■ Data supplied

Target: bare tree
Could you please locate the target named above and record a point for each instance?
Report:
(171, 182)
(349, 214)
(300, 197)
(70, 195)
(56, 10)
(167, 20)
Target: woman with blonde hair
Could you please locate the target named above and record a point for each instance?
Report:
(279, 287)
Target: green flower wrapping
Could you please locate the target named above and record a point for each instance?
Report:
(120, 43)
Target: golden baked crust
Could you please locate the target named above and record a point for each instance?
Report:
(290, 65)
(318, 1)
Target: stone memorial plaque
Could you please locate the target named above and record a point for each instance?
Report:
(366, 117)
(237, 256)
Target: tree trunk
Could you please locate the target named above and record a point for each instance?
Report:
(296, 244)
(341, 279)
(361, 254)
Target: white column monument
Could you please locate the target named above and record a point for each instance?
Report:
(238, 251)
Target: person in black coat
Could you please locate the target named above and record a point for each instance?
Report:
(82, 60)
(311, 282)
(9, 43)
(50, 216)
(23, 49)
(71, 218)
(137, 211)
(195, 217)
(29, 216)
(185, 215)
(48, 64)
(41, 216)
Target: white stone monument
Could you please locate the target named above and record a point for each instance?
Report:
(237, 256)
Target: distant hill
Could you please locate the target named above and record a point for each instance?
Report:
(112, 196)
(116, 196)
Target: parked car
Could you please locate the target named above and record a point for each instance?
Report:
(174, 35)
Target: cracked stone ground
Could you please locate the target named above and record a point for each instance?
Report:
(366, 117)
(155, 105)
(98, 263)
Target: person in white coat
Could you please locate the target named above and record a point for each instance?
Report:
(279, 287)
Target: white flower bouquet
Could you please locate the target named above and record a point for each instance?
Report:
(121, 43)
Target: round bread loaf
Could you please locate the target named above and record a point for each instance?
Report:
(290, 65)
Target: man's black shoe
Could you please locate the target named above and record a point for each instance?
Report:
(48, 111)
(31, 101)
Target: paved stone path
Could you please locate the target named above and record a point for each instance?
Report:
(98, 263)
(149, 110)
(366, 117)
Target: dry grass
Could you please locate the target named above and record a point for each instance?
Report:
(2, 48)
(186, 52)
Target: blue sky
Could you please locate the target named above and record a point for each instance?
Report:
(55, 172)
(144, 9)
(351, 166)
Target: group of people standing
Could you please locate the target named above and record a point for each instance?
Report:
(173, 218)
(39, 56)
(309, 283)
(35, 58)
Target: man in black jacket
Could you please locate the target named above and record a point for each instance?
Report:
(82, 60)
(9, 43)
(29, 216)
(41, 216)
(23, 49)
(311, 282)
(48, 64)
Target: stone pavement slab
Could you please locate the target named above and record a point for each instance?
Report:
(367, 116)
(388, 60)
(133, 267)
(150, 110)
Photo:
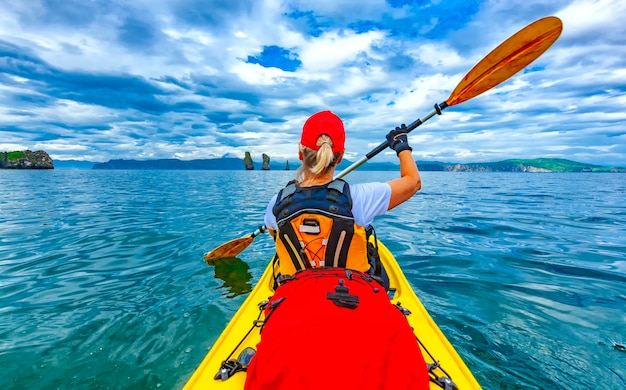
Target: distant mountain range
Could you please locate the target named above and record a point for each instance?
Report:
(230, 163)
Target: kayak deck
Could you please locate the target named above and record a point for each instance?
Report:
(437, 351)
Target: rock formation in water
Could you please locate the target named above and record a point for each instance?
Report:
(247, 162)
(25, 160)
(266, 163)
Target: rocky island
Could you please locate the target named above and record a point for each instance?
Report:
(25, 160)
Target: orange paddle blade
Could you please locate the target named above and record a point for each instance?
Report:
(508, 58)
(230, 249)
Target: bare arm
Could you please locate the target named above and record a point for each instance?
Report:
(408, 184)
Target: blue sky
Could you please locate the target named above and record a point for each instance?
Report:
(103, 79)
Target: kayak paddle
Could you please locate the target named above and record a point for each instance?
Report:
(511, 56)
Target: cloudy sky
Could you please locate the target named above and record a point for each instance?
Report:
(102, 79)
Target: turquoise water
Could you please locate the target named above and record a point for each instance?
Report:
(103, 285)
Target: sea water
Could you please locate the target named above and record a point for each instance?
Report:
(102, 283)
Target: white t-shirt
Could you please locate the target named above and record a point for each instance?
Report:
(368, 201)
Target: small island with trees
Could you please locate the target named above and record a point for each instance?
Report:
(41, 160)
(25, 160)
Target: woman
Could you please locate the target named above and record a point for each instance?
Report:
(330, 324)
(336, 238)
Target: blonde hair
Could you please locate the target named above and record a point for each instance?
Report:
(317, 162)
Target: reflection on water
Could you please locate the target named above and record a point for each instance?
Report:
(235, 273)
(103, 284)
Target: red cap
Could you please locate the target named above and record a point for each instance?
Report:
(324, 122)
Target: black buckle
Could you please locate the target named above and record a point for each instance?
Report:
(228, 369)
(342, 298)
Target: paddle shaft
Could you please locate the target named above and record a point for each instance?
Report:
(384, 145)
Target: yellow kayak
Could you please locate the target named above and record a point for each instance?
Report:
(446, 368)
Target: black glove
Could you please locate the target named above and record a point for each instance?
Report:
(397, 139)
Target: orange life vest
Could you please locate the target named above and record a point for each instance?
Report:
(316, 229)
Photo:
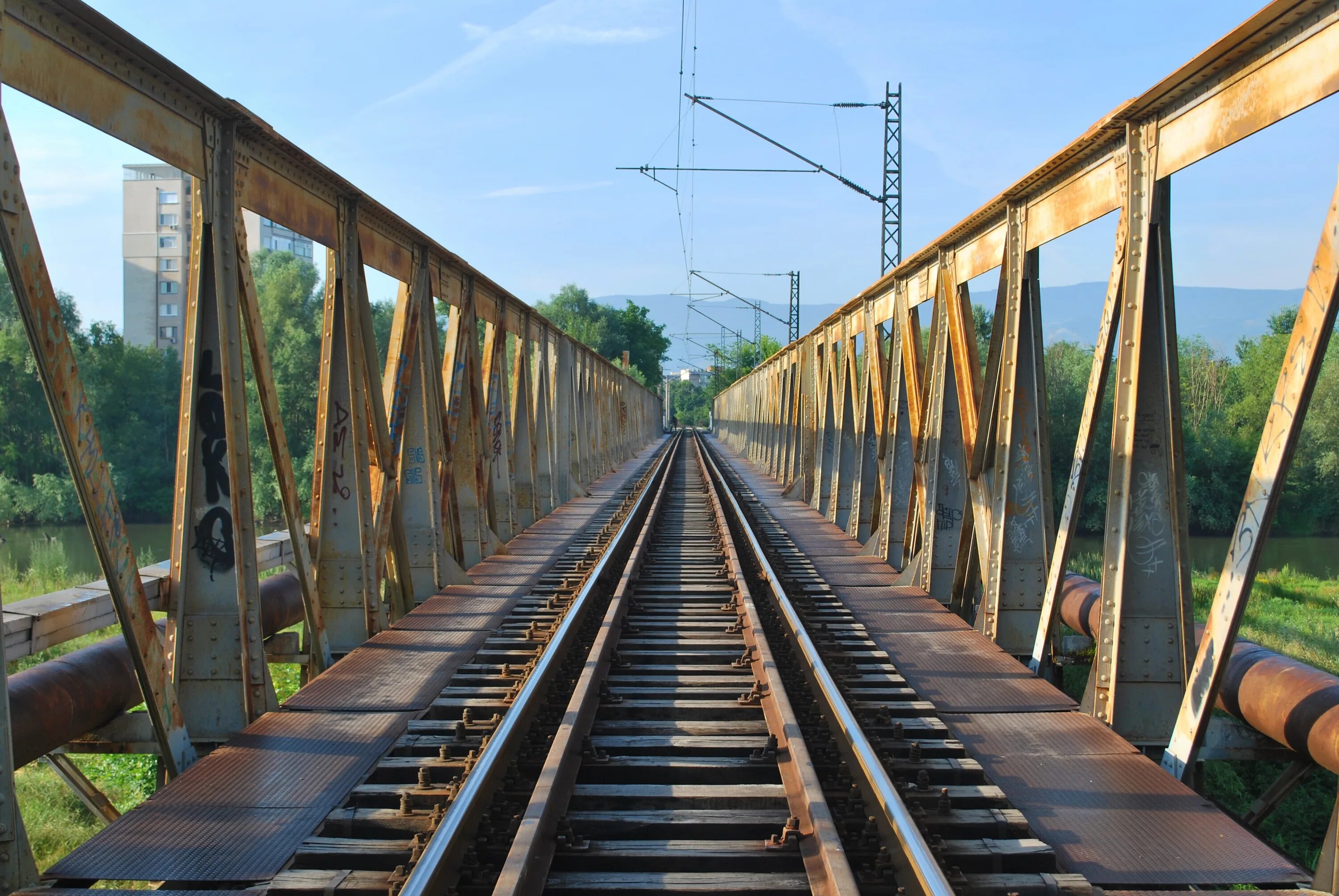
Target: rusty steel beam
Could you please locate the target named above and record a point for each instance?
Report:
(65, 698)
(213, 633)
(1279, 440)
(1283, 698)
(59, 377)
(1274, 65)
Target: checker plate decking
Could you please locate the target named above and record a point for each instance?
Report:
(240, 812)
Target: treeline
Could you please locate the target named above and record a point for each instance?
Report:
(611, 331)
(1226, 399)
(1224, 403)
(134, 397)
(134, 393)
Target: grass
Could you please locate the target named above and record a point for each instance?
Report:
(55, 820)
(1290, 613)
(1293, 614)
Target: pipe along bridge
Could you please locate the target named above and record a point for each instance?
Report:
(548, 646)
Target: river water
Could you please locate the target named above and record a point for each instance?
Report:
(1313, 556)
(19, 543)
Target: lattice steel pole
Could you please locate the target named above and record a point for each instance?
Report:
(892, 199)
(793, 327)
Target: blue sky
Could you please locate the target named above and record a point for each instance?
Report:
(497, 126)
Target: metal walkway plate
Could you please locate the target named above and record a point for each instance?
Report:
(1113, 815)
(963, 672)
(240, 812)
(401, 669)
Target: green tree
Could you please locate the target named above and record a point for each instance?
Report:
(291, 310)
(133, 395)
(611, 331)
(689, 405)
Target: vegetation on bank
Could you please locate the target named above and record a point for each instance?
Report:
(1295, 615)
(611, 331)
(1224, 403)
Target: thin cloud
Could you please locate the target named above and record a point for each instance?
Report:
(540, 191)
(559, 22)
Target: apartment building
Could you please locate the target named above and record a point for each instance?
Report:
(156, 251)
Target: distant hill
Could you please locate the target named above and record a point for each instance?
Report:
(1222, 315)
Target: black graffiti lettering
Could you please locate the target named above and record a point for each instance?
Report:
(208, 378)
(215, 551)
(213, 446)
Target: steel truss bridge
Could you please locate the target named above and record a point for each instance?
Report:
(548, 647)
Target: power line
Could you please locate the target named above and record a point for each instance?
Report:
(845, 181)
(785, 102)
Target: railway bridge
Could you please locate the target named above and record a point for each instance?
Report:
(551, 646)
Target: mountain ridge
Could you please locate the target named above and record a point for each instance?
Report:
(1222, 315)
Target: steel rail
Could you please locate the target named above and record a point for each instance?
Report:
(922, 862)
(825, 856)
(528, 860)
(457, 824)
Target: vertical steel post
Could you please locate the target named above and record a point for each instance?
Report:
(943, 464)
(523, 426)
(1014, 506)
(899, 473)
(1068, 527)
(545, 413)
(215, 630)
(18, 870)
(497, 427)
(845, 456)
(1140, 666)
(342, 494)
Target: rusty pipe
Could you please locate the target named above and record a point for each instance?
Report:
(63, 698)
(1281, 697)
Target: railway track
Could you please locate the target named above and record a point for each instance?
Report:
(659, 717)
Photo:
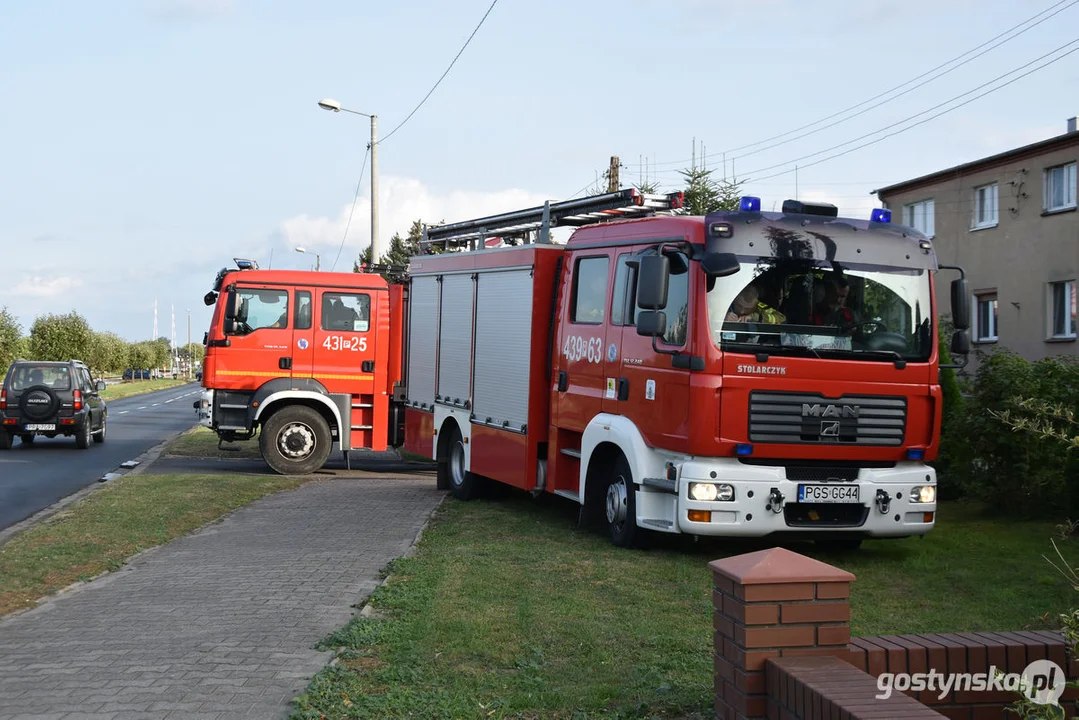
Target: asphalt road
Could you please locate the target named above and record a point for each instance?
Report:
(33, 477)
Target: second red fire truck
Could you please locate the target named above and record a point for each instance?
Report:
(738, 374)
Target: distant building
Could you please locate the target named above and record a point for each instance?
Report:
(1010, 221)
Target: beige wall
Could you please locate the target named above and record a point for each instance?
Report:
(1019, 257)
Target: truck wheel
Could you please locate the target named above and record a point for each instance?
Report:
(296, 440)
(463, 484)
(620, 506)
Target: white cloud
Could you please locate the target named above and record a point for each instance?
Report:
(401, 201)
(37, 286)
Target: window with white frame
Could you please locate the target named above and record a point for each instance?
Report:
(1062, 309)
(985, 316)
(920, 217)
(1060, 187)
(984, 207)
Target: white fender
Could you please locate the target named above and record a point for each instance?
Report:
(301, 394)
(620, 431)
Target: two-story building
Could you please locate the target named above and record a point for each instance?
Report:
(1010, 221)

■ Task details
Quote every line of the records above, from the first down to the one holding "Target: green flower wrapping", exactly as written.

■ Reply to the task
Target: bare tree
Could you please locate the target named above and record a point for each instance?
Report:
(171, 182)
(349, 214)
(300, 197)
(70, 195)
(56, 10)
(167, 20)
Target: woman with blonde hair
Could you please locate the target named above and record a point for each instance?
Report:
(279, 287)
Target: green flower wrapping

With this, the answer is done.